Entries taken from a collection

▬▬▬▬▬▬▬▬▬▬

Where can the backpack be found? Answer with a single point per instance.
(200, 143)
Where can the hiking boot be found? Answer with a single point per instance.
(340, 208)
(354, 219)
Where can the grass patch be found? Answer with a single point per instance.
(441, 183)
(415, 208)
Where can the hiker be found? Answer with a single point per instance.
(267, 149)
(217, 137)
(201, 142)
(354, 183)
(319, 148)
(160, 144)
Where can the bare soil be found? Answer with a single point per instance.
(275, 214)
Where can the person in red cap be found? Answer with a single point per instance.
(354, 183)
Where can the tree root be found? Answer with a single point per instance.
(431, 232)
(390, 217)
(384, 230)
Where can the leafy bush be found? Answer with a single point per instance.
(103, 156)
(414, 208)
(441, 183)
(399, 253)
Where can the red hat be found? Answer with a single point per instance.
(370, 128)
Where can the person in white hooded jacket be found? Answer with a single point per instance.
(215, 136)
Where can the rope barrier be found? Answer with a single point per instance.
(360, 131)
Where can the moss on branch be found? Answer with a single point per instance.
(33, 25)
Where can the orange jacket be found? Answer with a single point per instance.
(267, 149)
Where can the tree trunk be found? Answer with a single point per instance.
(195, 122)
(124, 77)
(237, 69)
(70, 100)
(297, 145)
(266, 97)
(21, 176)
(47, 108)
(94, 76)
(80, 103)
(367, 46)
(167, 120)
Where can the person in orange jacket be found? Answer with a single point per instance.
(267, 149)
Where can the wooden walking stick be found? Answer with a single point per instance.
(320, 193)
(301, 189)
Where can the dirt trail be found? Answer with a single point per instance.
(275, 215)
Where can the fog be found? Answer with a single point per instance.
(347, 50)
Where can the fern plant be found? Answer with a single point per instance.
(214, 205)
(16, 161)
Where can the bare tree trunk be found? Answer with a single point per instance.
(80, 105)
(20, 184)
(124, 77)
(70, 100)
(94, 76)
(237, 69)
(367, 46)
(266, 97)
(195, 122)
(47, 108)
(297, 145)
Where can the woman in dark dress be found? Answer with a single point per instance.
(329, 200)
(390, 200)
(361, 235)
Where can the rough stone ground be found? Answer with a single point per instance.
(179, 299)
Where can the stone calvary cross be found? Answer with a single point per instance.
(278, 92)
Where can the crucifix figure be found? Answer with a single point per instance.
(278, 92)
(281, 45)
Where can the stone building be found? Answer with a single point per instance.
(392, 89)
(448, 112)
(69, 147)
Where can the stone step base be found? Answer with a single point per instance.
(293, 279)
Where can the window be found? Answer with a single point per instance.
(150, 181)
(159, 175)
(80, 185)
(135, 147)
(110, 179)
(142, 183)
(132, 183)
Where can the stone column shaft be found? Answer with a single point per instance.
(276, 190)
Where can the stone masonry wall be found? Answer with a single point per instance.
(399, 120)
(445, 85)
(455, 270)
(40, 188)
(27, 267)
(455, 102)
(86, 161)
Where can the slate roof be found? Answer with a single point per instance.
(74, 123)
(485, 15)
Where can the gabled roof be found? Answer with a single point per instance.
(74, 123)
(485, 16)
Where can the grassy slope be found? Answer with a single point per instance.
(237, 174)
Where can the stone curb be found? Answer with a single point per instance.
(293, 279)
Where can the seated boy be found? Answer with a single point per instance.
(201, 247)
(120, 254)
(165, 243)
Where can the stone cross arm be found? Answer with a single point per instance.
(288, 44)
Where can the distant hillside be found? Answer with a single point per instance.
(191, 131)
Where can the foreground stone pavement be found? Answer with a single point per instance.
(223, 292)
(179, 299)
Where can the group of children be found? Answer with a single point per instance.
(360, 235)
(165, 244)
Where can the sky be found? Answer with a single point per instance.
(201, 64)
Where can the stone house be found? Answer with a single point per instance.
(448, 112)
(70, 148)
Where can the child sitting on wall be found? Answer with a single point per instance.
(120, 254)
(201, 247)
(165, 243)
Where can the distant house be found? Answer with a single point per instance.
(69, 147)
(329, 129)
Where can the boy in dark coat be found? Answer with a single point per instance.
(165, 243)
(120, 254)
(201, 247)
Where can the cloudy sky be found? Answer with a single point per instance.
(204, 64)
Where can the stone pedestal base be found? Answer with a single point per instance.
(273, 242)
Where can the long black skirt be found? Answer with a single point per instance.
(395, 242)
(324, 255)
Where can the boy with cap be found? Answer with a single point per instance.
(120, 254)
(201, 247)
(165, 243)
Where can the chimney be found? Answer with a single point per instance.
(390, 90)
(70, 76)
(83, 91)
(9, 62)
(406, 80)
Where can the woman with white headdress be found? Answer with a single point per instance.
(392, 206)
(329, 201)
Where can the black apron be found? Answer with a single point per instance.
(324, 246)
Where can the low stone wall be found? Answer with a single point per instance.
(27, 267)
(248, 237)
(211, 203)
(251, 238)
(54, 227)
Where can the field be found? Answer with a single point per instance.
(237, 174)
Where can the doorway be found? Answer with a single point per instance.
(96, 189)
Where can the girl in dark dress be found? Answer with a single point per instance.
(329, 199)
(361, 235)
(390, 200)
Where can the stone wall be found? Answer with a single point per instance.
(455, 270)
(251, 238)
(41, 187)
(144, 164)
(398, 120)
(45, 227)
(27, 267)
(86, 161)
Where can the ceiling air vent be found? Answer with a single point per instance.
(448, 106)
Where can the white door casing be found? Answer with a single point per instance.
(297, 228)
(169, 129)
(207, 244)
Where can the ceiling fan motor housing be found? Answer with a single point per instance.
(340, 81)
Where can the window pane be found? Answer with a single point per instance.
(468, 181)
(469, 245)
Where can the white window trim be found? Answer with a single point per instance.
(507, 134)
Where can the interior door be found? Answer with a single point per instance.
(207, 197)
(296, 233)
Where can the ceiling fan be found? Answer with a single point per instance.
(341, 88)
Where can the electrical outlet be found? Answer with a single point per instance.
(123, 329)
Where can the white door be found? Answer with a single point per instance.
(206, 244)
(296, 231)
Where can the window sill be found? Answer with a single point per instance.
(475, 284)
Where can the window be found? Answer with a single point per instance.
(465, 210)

▬▬▬▬▬▬▬▬▬▬

**WHAT TO PRODUCE**. Exactly as written, give the line containing "Where can the doorway" and all remaining lines of the records.

**FINAL RESULT**.
Where can the doorway be found? Answer with a single point per instance.
(96, 189)
Where can the girl in dark dress be found? Answer with a single point per instance.
(329, 199)
(361, 235)
(390, 200)
Where can the stone wall be found? Answer with a single point per instance.
(455, 270)
(251, 238)
(41, 187)
(144, 164)
(398, 120)
(45, 227)
(27, 267)
(86, 161)
Where can the ceiling air vent be found? Answer with a single point per instance.
(448, 106)
Where can the white door casing be found? Answer with a single point per instance.
(297, 228)
(169, 129)
(207, 244)
Where can the ceiling fan motor housing be found? Answer with a single point per instance.
(340, 81)
Where can the window pane be found? Answer with a single point per instance.
(468, 181)
(469, 245)
Where can the white window trim be found? Answer with a single point per instance.
(507, 134)
Where can the interior door be found? Answer with a single point per instance.
(207, 197)
(296, 233)
Where can the ceiling fan be found? Answer with a single point per instance.
(341, 88)
Where can the electrical outlet be found? Answer with a single point per instance.
(123, 329)
Where can the white door be found? Answer with a single point per instance.
(206, 244)
(296, 231)
Where can the window sill be found? Answer with a single point per instance.
(475, 284)
Where can the window be found? Answer with a single point per instance.
(465, 210)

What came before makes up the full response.